• _Description of the task_: Rewrite the lines below, changing every "this sample" to "this example" and leaving everything else as it is.

--- START ---

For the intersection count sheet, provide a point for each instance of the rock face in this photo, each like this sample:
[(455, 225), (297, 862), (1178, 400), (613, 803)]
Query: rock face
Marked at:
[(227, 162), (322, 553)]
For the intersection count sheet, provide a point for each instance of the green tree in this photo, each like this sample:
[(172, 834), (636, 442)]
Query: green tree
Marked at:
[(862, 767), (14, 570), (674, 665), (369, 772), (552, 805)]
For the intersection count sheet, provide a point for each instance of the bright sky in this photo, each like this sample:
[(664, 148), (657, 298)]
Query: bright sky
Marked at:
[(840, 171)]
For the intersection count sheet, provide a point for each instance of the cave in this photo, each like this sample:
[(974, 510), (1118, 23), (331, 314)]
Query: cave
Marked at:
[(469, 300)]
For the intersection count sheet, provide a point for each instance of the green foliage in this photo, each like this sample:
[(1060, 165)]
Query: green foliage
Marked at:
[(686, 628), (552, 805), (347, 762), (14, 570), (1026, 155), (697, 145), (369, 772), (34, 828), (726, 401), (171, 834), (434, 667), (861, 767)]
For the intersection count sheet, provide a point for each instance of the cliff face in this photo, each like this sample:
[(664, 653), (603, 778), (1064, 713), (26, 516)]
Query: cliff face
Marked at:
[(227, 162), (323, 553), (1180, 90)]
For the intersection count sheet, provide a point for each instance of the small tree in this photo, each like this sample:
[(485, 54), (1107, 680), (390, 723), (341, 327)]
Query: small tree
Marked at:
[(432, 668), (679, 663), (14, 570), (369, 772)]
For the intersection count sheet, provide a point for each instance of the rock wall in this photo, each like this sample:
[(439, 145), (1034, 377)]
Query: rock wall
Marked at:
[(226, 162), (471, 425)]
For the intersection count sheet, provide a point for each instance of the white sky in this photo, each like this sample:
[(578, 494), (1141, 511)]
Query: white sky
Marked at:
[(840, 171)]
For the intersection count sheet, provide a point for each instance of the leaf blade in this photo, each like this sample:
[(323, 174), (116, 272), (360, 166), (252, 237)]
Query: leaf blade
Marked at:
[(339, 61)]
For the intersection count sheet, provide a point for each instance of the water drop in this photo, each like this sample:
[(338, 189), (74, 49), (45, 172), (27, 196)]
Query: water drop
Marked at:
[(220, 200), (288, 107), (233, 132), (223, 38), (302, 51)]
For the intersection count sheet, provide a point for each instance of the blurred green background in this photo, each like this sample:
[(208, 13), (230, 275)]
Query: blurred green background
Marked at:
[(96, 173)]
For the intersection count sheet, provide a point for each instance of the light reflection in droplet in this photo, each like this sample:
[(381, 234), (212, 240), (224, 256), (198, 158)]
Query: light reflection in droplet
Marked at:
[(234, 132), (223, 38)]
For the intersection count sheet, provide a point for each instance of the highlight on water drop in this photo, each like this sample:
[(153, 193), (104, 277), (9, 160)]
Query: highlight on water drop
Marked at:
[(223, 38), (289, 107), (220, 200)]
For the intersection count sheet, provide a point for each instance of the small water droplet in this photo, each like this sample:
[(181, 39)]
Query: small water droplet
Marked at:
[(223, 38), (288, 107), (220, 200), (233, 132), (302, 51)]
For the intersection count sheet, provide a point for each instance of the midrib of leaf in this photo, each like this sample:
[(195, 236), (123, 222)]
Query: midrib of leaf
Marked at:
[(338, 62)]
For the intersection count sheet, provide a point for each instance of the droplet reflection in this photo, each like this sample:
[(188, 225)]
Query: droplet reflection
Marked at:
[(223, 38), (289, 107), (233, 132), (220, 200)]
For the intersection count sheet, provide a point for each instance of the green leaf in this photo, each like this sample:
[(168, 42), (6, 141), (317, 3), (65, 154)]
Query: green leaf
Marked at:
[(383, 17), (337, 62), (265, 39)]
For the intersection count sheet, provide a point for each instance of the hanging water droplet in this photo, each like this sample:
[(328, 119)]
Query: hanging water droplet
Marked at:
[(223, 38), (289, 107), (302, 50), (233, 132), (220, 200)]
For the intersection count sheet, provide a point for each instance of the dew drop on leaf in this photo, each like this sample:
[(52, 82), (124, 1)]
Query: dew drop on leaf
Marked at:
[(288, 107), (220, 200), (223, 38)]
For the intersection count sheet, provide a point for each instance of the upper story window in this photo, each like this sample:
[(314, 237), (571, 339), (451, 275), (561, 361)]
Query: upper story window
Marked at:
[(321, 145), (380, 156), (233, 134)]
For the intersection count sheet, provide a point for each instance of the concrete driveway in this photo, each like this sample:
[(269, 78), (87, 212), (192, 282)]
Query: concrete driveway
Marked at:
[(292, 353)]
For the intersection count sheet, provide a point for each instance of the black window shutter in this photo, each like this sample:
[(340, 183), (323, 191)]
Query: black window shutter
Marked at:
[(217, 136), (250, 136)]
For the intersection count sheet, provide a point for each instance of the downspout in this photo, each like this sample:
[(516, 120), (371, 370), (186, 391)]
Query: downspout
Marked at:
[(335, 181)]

--- END ---

• _Completed task_:
For the intersection count sheet, provide a point for each instance of the rock face in this photo, each like this example:
[(455, 225), (297, 862), (1178, 400), (613, 803)]
Query: rock face
Marked at:
[(227, 162), (322, 553)]
For the intersection count sheet, provide a point for each instance of the green tree in this photo, each like this example:
[(172, 834), (636, 442)]
Query: green tree
Marked at:
[(862, 767), (14, 570), (674, 665), (369, 772), (552, 805)]
For the intersection count sheet, provide a point for each instance of the bright sky in this photo, each like this example:
[(664, 148), (657, 298)]
Query: bright sky
Marked at:
[(840, 171)]
For the intersection count sheet, provide a point for each instance of the cave in this photo, each like this example:
[(974, 510), (1118, 23), (331, 314)]
Query: cave
Marked at:
[(469, 300)]
For the intersection count sheet, provide a point for each instance of the green foliage in this photo, each like this example:
[(1060, 165)]
Query: green foliage
Marked at:
[(686, 628), (552, 805), (347, 762), (14, 570), (1026, 155), (697, 145), (369, 772), (34, 828), (726, 401), (171, 834), (434, 667), (861, 767)]
For the intersection count sheet, provide a point for each instance of the cliff face in this photo, each like this example:
[(664, 653), (603, 778), (1064, 713), (26, 516)]
Query: cliff face
Marked at:
[(227, 162), (323, 553), (1180, 90)]
For the intersection count sheet, provide a point for each instance of the small tree in this photo, each like this example:
[(485, 54), (1107, 680), (390, 723), (341, 327)]
Query: small tree
Marked at:
[(432, 668), (679, 663), (14, 570), (369, 772)]
For the intersection count sheet, provide a point for each instance of the rock wall in this photo, each like this example:
[(439, 145), (1034, 377)]
Query: rock wall
Marked at:
[(226, 162), (471, 425)]
For the intersection count sheet, provide a point for each instance of the white sky in this photo, each like this example:
[(578, 494), (1141, 511)]
Query: white sky
Marked at:
[(840, 171)]
For the intersection count sheet, provide a point for each instance of the leaf blade in this photo, each like this example:
[(323, 174), (116, 272), (360, 166), (252, 237)]
Query: leaf blade
Marked at:
[(339, 61)]
For the intersection count sheet, provide a point for each instance of the water drop in this photo, each like this example:
[(338, 189), (74, 49), (45, 172), (27, 196)]
Query: water drop
Marked at:
[(220, 200), (288, 107), (233, 132), (223, 38), (302, 51)]
For the intersection count sheet, provide a point for each instance of the blurred green background in this photo, each like this example:
[(208, 13), (230, 275)]
Query: blurred green background
Marked at:
[(96, 173)]
For the intersection count sheet, provide a point for each instance of the light reflection in droplet in this photo, each like this example:
[(381, 234), (212, 240), (224, 256), (198, 158)]
Query: light reflection in droplet
Marked at:
[(234, 132), (223, 38)]
For the intersection count sheet, provide a point for each instance of the highlight on water drop in this photo, each like this example:
[(153, 193), (104, 277), (9, 160)]
Query: highlight on water drop
Marked at:
[(223, 38), (289, 107), (220, 200)]
For the intersection count sheet, provide a point for each instance of the small water droplet in this photo, each like this example:
[(181, 39)]
Query: small water droplet
Marked at:
[(223, 38), (288, 107), (220, 200), (233, 132), (302, 51)]
For the intersection count sheet, provide a point for each instance of the midrib of leaf in this photo, each like this example:
[(195, 236), (123, 222)]
Query: midrib of leaf
Marked at:
[(338, 62)]
For the intersection count sheet, provide a point for each instance of the droplet reflection in this photo, each like this example:
[(188, 225)]
Query: droplet reflection
Marked at:
[(223, 38), (289, 107), (233, 132), (220, 200)]
For the intersection count sheet, provide a point for each instance of the green leaf in this photo, each like this example:
[(168, 42), (6, 141), (317, 3), (65, 154)]
Query: green leaf
Marked at:
[(383, 17), (337, 62), (265, 39)]
For the intersection count sheet, provide a point for each instance of the hanging water droplet in this photo, each like this example:
[(328, 119)]
Query: hanging water droplet
Marked at:
[(223, 38), (289, 107), (302, 50), (233, 132), (220, 200)]
For the intersection count sheet, provide a point for each instance of the dew drop on leaf in this photo, each like this example:
[(52, 82), (124, 1)]
Query: dew drop on leaf
Marked at:
[(288, 107), (220, 200), (223, 38)]
For the intersection count sheet, provide a point for each instance of the upper story window in this photo, each like this example:
[(314, 237), (571, 339), (451, 275), (561, 361)]
Query: upper story window
Marked at:
[(321, 145), (380, 156), (233, 134)]
For the intersection count sheet, provide a point for each instance of the concrete driveway in this photo, each like this example:
[(269, 78), (87, 212), (192, 282)]
Query: concrete driveway
Marked at:
[(292, 353)]
For the intersection count sheet, provide a point for each instance of the black window shutter in this photo, each like this example:
[(340, 183), (323, 191)]
Query: black window shutter
Marked at:
[(217, 136), (250, 136)]
For the intersection count sheet, provide a point for each instance of the downspout in this photo, each like this example:
[(516, 120), (371, 370), (186, 391)]
Query: downspout
Marked at:
[(335, 181)]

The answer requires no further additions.